Dataset excerpt:
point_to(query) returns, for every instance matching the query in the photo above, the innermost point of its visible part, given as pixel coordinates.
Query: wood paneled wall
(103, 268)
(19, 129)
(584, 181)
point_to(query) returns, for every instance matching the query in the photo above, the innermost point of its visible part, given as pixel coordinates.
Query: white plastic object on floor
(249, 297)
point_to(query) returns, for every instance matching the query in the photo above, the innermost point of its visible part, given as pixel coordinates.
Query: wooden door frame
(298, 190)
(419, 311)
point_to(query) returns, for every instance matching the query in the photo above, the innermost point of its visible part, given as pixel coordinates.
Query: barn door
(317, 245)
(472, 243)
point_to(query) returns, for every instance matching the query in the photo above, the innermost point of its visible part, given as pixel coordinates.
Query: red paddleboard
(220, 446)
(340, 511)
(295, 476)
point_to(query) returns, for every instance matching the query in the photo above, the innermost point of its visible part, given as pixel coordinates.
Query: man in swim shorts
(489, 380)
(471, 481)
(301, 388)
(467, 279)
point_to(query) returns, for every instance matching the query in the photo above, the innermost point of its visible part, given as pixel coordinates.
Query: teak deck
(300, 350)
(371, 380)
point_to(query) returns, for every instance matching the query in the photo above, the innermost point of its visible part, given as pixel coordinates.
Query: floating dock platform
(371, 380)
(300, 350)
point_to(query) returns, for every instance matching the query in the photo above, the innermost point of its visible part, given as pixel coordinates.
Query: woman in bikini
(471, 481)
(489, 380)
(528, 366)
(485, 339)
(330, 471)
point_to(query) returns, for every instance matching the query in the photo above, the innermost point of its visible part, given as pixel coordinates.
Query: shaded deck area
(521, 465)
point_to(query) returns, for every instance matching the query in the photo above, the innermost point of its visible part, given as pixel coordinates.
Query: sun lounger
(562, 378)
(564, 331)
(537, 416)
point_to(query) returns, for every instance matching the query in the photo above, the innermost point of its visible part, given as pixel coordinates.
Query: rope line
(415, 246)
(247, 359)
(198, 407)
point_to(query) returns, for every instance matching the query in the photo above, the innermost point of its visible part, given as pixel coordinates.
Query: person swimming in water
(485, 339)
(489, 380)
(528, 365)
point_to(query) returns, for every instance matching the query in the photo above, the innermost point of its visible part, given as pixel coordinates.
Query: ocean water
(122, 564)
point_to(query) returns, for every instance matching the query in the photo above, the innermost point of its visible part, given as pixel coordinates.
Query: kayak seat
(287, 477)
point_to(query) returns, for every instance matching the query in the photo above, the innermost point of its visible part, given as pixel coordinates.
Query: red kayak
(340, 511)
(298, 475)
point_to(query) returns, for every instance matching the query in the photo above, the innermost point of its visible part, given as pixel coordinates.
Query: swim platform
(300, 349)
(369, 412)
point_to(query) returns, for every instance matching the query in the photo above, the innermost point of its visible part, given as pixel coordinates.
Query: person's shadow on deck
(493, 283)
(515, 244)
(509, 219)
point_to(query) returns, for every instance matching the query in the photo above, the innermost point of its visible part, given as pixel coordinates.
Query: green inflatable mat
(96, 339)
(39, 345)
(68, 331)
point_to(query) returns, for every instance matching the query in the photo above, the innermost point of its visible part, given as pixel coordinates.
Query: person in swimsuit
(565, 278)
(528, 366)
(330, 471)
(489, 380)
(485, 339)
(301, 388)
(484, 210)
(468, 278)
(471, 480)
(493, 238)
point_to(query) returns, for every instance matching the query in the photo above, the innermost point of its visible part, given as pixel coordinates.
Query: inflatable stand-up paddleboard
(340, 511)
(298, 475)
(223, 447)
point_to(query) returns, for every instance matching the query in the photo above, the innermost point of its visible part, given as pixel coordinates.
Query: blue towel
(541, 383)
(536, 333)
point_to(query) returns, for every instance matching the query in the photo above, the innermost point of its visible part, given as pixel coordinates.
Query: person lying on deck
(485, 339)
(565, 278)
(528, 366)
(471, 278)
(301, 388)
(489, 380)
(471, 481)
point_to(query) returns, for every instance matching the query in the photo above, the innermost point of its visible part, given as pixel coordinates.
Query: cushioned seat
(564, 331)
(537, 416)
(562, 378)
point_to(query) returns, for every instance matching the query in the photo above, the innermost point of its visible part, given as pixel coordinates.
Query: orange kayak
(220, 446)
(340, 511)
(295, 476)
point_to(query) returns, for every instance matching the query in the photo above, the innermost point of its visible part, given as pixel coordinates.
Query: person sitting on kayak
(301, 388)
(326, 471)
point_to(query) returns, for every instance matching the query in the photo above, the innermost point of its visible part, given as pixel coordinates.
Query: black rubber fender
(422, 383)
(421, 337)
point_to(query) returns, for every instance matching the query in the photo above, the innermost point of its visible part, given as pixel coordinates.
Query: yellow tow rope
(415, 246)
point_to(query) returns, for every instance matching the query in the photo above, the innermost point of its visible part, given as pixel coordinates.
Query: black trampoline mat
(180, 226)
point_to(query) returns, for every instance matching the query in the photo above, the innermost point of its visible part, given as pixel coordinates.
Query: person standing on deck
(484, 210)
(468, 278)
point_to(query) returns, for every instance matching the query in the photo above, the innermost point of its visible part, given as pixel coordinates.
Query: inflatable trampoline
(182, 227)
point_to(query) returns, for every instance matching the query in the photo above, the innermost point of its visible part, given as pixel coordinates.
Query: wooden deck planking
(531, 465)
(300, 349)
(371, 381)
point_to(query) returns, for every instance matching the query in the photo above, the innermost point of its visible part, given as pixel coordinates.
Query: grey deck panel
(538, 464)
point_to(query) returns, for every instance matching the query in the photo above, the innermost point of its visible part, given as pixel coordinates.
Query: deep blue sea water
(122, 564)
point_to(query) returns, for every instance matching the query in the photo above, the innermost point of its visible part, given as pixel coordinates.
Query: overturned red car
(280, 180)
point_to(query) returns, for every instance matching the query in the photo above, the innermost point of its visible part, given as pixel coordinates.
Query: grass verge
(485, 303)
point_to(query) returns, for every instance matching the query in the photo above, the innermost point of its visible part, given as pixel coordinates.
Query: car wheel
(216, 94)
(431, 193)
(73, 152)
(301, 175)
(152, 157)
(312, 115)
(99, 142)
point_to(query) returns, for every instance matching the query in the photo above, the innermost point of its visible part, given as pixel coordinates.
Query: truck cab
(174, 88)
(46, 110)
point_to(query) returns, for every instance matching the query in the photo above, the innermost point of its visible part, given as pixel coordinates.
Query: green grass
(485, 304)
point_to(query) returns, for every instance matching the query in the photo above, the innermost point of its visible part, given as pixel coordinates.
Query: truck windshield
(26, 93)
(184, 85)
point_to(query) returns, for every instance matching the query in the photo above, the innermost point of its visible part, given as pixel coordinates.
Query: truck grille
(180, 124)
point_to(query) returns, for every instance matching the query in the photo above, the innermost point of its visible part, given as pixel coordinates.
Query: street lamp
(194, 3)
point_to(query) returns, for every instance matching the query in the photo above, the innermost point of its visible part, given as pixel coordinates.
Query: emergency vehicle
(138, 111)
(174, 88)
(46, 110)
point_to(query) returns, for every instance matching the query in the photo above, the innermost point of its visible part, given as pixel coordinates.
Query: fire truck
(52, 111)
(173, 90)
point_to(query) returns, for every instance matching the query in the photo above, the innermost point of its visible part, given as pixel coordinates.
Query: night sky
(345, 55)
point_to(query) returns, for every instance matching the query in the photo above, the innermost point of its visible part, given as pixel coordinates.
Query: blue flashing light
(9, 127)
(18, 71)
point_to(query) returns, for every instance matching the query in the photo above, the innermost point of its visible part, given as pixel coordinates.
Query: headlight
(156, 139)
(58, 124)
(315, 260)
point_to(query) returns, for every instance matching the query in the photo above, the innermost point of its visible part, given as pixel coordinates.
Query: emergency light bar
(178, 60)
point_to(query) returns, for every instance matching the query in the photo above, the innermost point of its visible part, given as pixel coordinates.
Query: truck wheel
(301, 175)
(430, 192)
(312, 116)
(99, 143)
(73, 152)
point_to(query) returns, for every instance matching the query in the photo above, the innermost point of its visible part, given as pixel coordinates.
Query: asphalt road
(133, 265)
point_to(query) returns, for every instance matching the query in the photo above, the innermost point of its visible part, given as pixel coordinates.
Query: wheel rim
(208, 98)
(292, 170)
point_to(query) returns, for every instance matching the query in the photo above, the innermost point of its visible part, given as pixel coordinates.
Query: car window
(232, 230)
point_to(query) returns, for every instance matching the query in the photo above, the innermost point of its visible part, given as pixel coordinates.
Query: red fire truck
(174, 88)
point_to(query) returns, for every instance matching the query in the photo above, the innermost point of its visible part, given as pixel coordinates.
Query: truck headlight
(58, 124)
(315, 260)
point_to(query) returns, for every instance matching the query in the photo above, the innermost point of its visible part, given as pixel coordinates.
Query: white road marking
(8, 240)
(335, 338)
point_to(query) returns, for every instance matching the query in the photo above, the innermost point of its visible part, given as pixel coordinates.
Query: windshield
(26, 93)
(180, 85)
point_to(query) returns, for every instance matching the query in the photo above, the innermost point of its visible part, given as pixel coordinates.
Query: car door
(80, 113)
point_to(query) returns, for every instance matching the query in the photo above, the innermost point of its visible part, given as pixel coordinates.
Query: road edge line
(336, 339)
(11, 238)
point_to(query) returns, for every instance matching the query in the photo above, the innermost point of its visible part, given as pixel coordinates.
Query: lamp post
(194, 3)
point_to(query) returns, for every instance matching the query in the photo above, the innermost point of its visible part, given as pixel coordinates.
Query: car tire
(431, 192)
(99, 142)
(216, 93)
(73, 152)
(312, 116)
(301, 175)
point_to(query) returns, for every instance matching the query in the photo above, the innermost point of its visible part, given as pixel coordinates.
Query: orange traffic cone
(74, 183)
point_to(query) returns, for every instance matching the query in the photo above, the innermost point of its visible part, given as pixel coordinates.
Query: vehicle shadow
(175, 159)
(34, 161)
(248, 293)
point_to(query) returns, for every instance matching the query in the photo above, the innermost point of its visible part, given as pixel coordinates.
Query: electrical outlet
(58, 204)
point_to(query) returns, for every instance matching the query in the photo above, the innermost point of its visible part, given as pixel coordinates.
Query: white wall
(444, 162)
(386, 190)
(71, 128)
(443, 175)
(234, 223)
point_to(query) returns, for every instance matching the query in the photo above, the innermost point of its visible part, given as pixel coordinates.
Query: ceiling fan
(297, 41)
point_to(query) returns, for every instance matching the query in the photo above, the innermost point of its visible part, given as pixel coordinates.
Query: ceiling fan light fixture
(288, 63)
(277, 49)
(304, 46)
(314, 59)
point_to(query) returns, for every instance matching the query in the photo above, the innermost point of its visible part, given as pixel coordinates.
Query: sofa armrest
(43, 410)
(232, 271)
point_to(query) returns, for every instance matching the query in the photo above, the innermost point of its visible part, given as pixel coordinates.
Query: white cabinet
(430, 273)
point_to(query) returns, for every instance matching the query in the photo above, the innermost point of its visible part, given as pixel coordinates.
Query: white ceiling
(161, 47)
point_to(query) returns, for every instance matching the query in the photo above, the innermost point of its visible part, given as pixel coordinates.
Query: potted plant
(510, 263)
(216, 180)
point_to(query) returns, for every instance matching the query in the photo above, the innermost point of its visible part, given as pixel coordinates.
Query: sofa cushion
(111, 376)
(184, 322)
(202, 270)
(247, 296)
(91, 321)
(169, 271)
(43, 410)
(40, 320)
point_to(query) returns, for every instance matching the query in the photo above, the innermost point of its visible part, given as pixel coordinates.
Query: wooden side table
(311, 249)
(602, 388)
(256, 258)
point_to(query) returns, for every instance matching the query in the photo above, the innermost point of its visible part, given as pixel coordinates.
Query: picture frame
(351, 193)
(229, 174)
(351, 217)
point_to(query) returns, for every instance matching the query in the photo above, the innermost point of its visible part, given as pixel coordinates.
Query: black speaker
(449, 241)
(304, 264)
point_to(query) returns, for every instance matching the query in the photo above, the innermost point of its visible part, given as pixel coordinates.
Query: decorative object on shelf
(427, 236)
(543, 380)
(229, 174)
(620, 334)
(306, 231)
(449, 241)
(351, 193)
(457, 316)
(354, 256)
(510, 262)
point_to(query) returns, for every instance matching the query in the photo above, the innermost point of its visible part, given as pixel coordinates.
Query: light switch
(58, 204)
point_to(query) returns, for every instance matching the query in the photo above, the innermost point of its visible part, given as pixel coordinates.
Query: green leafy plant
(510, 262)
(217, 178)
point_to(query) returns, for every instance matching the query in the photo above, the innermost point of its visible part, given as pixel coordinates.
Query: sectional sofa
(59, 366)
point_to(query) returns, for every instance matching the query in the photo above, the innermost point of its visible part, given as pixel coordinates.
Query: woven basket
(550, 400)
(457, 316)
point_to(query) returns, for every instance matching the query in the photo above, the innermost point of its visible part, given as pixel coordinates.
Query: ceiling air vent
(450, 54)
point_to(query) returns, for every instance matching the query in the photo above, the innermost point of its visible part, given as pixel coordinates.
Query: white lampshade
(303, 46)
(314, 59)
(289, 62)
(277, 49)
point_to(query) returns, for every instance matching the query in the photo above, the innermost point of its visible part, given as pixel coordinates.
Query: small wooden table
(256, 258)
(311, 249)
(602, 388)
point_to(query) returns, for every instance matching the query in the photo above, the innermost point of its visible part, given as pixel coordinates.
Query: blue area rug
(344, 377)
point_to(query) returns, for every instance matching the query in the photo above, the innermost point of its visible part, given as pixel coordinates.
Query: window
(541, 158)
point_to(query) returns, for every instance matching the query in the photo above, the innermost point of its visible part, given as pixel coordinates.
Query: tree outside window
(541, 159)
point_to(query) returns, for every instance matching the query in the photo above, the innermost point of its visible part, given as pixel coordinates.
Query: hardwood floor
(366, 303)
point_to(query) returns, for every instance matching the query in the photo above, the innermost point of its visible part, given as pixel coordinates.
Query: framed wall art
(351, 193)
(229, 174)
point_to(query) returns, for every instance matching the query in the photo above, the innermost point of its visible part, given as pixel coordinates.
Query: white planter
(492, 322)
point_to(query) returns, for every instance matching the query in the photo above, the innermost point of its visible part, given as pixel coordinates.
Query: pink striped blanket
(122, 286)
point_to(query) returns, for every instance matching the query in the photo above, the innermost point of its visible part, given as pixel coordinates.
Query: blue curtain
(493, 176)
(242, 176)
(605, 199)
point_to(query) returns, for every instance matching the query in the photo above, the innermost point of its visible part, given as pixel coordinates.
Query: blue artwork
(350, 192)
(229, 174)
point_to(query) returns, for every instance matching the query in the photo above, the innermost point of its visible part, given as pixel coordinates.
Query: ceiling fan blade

WRITTEN EXERCISE
Report every line of the listing that contains the string "orange", treating uppercase and lowercase letters as distinct.

EXERCISE RESPONSE
Query: orange kayak
Query: orange traffic cone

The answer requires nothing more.